> [WRITTEN PROBLEM] Copy out the data below with "blurred crowd" swapped for "moving vehicles", keeping every other character the same.

> [EXERCISE INPUT]

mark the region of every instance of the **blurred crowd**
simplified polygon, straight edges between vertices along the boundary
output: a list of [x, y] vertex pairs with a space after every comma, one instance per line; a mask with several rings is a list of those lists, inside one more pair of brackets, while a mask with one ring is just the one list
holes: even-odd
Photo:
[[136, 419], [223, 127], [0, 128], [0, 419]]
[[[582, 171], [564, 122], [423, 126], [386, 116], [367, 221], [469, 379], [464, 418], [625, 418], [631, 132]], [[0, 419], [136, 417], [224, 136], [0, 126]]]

> [RESPONSE]
mark the region of every instance of the **moving vehicles**
simplified polygon, straight edges between vertices along the boundary
output: a list of [x, y] vertex pairs with a space after every comma, one instance per line; a mask with several rings is a list of those lists, inside one more pair of brackets, while a mask with one ring is just the one list
holes: even-odd
Photo:
[[136, 419], [223, 127], [0, 128], [0, 419]]
[[[582, 171], [564, 122], [423, 126], [386, 116], [367, 221], [469, 379], [464, 418], [625, 418], [631, 132]], [[0, 419], [136, 417], [224, 136], [0, 126]]]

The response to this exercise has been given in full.